**TO DO**
Using the article on aquarium algae, explain in one to three sentences why it recommends doing water changes weekly.

***** DOCUMENT TEXT

As an aquarium owner, you will be aware of the seemingly never-ending battle against algae growth. Unfortunately, algae can be an inevitable problem in your fish tank. The good thing is, you can take steps to get rid of algae and stay on top of it.
So what is algae? To put it simply, algae is a plant that appears in a variety of colours and forms as it grows within your fish tank. It attaches itself to the surfaces of items and the glass of your tank. In the right amounts, algae can provide a good food source for your fish; however, it can cause water pollution and become unpleasant if there is too much of it.
Clean your aquarium
Algae has a habit of building up on your aquarium’s acrylic or glass sides, making for an unsightly tank. An easy way to remove algae from your glass is an aquarium scraper and some elbow grease. The scraper will remove large algae deposits, as well as daily film algae, leaving you with a clear view of your fish. But make sure to get into every nook and cranny!
Algae will also collect in your substrate, so it’s essential to clean it regularly. This can be done quickly using a siphon.
Never underestimate the power of a good water change! Clean water is a staple of good aquarium care, so if your tank becomes polluted, it will help to perform a water change. Regular water changes can help dilute and carry away unwanted algae nutrients that build up in your aquarium. We suggest carrying this out weekly as part of your maintenance routine, as going too long between changes may increase your chances of an algae outbreak.

**********
***** DATA EXCERPTS

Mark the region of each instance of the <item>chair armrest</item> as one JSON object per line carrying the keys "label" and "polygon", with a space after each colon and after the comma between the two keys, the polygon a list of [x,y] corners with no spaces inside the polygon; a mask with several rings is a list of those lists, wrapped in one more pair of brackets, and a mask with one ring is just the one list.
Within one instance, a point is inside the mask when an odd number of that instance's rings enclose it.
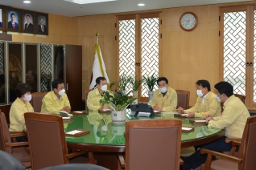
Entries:
{"label": "chair armrest", "polygon": [[201,154],[207,153],[209,156],[216,156],[221,157],[222,159],[229,160],[231,160],[231,161],[233,161],[236,163],[241,163],[242,161],[242,159],[239,159],[239,158],[237,158],[237,157],[234,157],[232,156],[225,155],[224,153],[217,152],[209,150],[209,149],[202,148],[200,152],[201,152]]}
{"label": "chair armrest", "polygon": [[121,168],[124,168],[126,166],[126,163],[125,163],[125,159],[124,159],[123,156],[121,153],[118,153],[118,157],[119,160]]}
{"label": "chair armrest", "polygon": [[13,142],[13,143],[6,143],[6,147],[19,147],[19,146],[26,146],[28,145],[28,142]]}
{"label": "chair armrest", "polygon": [[242,138],[226,138],[225,139],[226,143],[229,143],[229,142],[233,142],[233,141],[241,142],[241,140],[242,140]]}
{"label": "chair armrest", "polygon": [[72,158],[72,157],[75,157],[76,156],[80,156],[80,155],[82,155],[84,153],[85,153],[86,152],[85,151],[80,151],[80,152],[72,152],[72,153],[69,153],[68,155],[66,155],[67,158],[69,160],[70,158]]}

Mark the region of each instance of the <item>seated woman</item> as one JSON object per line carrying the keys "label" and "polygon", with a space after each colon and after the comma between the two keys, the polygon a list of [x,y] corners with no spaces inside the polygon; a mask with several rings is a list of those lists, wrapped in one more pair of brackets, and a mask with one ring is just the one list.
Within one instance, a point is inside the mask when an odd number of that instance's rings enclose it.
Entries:
{"label": "seated woman", "polygon": [[[25,126],[24,113],[34,112],[29,103],[31,100],[31,87],[27,83],[19,83],[15,89],[17,99],[10,110],[10,132],[23,132]],[[24,136],[16,137],[18,142],[27,141]]]}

**********

**RESULT FOR THIS EXERCISE**
Regular water changes help dilute and carry away the unwanted algae nutrients that build up in the aquarium. Going too long between changes may increase the chances of an algae outbreak.